▶ **What to produce**
Type every record exactly as it appears.

=== Records supplied ===

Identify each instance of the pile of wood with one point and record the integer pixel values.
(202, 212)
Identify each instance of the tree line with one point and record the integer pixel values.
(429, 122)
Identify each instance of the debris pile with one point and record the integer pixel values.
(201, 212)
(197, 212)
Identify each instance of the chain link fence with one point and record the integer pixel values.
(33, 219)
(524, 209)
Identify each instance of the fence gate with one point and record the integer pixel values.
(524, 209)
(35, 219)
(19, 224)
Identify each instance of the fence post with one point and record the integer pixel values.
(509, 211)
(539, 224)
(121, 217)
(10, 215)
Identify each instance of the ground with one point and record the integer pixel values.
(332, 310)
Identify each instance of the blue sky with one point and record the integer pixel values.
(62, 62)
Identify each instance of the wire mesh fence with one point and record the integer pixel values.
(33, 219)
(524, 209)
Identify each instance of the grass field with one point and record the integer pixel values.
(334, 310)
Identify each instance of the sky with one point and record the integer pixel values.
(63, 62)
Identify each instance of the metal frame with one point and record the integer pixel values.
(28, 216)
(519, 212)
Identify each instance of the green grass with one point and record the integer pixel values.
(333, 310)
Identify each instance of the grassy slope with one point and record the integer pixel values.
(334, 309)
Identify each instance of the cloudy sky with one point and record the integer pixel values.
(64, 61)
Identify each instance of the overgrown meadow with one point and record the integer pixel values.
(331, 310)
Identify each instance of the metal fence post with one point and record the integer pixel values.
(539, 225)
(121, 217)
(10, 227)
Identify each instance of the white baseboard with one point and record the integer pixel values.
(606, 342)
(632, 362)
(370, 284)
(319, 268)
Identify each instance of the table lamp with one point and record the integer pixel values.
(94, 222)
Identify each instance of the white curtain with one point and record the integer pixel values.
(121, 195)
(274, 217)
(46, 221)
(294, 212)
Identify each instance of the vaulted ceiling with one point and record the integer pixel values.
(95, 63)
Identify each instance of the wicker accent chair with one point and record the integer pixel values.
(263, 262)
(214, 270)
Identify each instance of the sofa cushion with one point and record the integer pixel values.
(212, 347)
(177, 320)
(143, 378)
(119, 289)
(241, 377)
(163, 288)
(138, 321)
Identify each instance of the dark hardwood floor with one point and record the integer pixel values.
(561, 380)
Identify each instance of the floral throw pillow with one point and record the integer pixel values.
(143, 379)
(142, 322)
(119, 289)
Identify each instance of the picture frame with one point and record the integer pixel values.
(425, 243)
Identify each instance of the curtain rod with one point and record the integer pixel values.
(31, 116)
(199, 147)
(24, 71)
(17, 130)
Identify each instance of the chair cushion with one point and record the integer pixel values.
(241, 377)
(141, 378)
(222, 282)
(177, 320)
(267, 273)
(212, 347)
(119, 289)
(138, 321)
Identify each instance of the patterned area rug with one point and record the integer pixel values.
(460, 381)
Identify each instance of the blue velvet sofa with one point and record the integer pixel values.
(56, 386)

===

▶ **The output**
Identify each instance of the pile of wood with one point and record the integer pixel values.
(202, 212)
Identify each instance of the tree line with one point and record the integer pixel values.
(429, 122)
Identify each instance of the debris pile with one point and record the integer pixel values.
(201, 212)
(197, 212)
Identify each instance of the chain link fence with one point and record the integer pixel values.
(33, 219)
(524, 209)
Identify each instance of the fence gate with one point and record the integer pixel values.
(524, 209)
(35, 219)
(19, 224)
Identify each instance of the fence post with one point and record the integer pixel values.
(509, 211)
(539, 224)
(121, 217)
(10, 215)
Identify each instance of the ground with one point and record the integer pixel values.
(332, 310)
Identify each instance of the blue sky with one point and record the integer pixel values.
(62, 62)
Identify each instance of the wire mesh fence with one point and record the integer pixel values.
(33, 219)
(524, 209)
Identify each instance of the grass field with one point and record the integer pixel values.
(334, 310)
Identify each instance of the sky with one point and record the integer pixel values.
(63, 62)
Identify each instance of the metal frame with one point and record the integer pixel values.
(28, 216)
(519, 212)
Identify each instance of the green grass with one point and record the integer pixel values.
(333, 310)
Identify each instance of the grassy slope with one point and record the integer pixel values.
(334, 309)
Identify each instance of the cloudy sky with one point and record the integer pixel values.
(64, 61)
Identify each instance of the overgrown meadow with one point and record the integer pixel values.
(331, 310)
Identify each instance of the metal fence post with one point and record the integer pixel values.
(539, 225)
(121, 217)
(10, 227)
Identify each instance of the white baseboard with one point and record the integer pixel values.
(606, 342)
(632, 362)
(370, 284)
(319, 268)
Identify each instance of the table lamp with one point and record the integer pixel values.
(94, 222)
Identify each instance of the white curtain with one point and record the integer pixel values.
(121, 195)
(274, 217)
(46, 221)
(294, 212)
Identify each instance of the vaulted ceiling with one point and record the integer pixel values.
(95, 63)
Identify each instance of the wicker accent chair with one point and record the integer pixel values.
(263, 262)
(214, 270)
Identify each instance of the sofa cushion with one point and record the integer pixel values.
(212, 347)
(177, 320)
(143, 378)
(119, 289)
(241, 377)
(163, 288)
(138, 321)
Identify each instance of the dark hardwood floor with one point and record the integer pixel values.
(561, 380)
Identify each instance of the floral throw pillow with one point and record the integer pixel values.
(143, 379)
(142, 322)
(119, 289)
Identify each instance of the picture frame with one point and record the integer pixel values.
(425, 243)
Identify each instance of the curtain rod with one point and record the integer pixel values.
(31, 116)
(199, 147)
(24, 71)
(17, 130)
Identify each instance of the chair cushion with one point and record the integer pixel values.
(241, 377)
(141, 378)
(222, 282)
(177, 320)
(267, 273)
(212, 347)
(119, 289)
(138, 321)
Identify each instance of the patterned area rug with one point and record the integer pixel values.
(460, 381)
Identify each instance of the blue velvet sofa with one point and record the integer pixel values.
(56, 386)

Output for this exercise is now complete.